(Problem set):
• a. List each distinct command-line command in the text on drug re-purposing, in the order it first appears.
• b. According to the text on drug re-purposing, in which file is the training config set?
• c. Carry on the text on drug re-purposing after its final sentence.

(Text block):
Computational drug re-purposing has received a lot of attention in the past decade. However, methods developed to date focused on established compounds for which information on both, successfully treated patients and chemical and genomic impact, were known. Such information does not always exist for first-in-class drugs under development. To identify indications (diseases) for drugs under development we extended and tested several unsupervised computational methods that utilize Electronic Health Record (EHR) data. We tested the methods on known drugs with multiple indications and show that a variant of matrix factorization leads to the best performance for first-in-line drugs.
python3 -m venv indication_example
source indication_example/bin/activate
python3 -m pip install -e .
source indication_example/bin/activate
spark-submit --master [local[2],or other config] src/train_models/mf_factory.py --input_data s3a://path/to-your-data
The data is assumed to be stored on s3 in parquet files with the following schema: person_id (int), feature_name (string). The feature names are the events that happened to each person in their medical records.
The training config is set (and can be changed) in config/training_mf.yaml
The output is saved in the output_location, and contains embeddings for all features, including drug indications.

(Dataset extract):
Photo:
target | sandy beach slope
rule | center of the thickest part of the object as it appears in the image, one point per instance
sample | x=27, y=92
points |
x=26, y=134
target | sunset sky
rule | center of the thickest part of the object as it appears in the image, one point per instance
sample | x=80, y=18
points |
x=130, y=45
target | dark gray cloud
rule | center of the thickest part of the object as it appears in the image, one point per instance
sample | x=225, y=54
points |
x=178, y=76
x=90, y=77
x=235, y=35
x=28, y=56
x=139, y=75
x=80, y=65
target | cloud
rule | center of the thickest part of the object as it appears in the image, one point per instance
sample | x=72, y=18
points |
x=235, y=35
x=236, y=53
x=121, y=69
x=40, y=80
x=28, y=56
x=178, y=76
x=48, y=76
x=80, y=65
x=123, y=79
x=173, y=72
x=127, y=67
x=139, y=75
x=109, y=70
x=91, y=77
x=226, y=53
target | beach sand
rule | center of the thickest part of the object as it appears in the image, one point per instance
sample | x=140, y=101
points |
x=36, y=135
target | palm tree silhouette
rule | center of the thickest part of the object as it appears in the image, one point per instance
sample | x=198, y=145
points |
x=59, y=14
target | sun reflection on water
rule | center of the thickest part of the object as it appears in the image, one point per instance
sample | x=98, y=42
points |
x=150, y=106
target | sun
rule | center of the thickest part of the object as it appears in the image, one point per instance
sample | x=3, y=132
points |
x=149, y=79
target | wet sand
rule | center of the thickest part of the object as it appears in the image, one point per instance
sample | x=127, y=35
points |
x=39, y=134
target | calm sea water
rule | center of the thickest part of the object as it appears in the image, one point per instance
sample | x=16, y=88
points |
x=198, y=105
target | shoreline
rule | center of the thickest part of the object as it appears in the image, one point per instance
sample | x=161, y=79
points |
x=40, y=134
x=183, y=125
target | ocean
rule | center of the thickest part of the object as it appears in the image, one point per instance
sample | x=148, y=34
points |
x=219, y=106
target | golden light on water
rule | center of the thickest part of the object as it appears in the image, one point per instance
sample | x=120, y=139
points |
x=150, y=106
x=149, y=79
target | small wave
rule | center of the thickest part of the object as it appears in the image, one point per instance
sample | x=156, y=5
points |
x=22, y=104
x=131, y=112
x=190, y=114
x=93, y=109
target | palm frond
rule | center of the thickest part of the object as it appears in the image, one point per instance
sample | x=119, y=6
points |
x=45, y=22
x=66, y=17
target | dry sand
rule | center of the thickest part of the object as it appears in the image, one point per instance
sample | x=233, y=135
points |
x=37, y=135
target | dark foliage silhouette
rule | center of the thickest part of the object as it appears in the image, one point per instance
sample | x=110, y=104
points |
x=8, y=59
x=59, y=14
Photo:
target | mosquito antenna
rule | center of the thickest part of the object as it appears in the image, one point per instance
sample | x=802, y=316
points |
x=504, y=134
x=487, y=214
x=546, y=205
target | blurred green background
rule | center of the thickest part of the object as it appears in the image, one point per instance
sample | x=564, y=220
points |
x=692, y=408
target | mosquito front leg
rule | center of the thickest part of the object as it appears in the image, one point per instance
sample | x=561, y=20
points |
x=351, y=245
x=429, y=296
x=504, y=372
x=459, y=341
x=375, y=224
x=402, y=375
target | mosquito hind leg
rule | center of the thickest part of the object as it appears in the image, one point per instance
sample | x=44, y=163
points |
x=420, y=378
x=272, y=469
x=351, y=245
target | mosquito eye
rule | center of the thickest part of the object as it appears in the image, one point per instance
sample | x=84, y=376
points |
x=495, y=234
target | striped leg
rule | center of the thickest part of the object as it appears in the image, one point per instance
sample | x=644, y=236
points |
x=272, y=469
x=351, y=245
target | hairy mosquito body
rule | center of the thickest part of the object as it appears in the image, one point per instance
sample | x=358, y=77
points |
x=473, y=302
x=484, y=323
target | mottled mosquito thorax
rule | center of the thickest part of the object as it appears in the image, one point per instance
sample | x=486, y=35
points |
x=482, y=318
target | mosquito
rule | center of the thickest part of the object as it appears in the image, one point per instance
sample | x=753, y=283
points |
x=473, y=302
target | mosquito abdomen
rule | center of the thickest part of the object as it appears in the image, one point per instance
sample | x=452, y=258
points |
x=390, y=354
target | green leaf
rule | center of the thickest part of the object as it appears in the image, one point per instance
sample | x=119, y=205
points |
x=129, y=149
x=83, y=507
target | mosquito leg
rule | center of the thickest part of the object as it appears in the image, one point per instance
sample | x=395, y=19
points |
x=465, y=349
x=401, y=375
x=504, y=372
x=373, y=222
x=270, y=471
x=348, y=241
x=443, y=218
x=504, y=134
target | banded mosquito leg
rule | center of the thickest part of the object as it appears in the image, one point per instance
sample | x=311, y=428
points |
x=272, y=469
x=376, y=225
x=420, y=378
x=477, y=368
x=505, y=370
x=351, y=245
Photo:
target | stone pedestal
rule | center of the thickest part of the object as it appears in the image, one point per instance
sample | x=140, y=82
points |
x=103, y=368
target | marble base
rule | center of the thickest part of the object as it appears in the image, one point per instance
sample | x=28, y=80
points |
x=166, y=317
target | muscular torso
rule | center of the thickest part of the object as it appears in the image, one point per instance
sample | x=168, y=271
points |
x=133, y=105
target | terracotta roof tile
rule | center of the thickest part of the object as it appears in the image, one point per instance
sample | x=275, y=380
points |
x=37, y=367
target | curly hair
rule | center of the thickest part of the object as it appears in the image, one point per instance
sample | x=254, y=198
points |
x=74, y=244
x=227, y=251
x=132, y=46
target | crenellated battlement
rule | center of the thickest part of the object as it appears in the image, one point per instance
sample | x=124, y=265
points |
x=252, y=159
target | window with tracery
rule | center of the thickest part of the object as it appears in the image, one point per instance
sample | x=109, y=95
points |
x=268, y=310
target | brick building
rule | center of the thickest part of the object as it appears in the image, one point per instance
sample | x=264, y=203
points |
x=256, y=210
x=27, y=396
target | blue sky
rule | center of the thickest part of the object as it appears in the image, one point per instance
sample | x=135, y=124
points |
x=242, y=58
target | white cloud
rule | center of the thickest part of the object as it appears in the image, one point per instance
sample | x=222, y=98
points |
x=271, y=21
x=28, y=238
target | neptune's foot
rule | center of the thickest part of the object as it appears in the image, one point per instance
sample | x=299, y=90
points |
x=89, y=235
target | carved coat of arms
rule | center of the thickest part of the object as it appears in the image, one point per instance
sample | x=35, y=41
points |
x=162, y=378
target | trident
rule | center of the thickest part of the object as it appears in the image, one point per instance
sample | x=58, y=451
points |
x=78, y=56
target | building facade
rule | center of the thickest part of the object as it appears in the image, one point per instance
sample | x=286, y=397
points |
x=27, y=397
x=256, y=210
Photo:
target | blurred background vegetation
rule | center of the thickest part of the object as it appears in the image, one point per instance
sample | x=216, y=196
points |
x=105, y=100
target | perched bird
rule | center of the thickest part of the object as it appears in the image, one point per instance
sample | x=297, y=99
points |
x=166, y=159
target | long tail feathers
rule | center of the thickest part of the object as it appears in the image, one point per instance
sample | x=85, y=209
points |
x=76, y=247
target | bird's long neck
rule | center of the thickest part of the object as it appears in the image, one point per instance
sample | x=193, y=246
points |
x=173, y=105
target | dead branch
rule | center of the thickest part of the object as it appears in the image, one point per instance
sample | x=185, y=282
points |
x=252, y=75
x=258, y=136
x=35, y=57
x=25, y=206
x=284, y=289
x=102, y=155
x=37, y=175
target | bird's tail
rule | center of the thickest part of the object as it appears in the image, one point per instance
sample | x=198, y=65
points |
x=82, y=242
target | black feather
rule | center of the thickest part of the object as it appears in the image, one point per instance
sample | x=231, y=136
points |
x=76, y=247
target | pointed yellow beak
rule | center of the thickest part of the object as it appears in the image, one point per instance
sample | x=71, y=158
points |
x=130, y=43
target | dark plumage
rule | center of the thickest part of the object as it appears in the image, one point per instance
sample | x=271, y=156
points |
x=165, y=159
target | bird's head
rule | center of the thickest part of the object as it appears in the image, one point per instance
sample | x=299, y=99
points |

(Per-task answers):
• a.
python3 -m venv indication_example
source indication_example/bin/activate
python3 -m pip install -e .
spark-submit --master [local[2],or other config] src/train_models/mf_factory.py --input_data s3a://path/to-your-data

• b. It is set in config/training_mf.yaml.

• c.
For any inquiries please raise a git issue and we will try to follow-up in a timely manner.
License Notice: Permission is hereby granted, free of charge, for academic research purposes only and for non-commercial uses only, to any person from academic research or non-profit organizations obtaining a copy of this software and associated documentation files (the "Software"), to use, copy, modify, or merge the Software, subject to the following conditions: this permission notice shall be included in all copies of the Software or of substantial portions of the Software. For purposes of this license, “non-commercial use” excludes uses foreseeably resulting in a commercial benefit. All other rights are reserved. The Software is provided “as is”, without warranty of any kind, express or implied, including the warranties of noninfringement.